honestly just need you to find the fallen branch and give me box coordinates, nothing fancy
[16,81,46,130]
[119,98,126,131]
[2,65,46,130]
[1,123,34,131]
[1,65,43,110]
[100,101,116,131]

———

**Task item:** Repeat every entry exactly. Nothing may be dropped.

**Exercise response:**
honestly just need you to find the fallen branch and give me box coordinates, nothing fancy
[16,81,46,130]
[119,98,126,131]
[2,65,46,130]
[1,123,34,131]
[1,65,43,110]
[100,101,116,131]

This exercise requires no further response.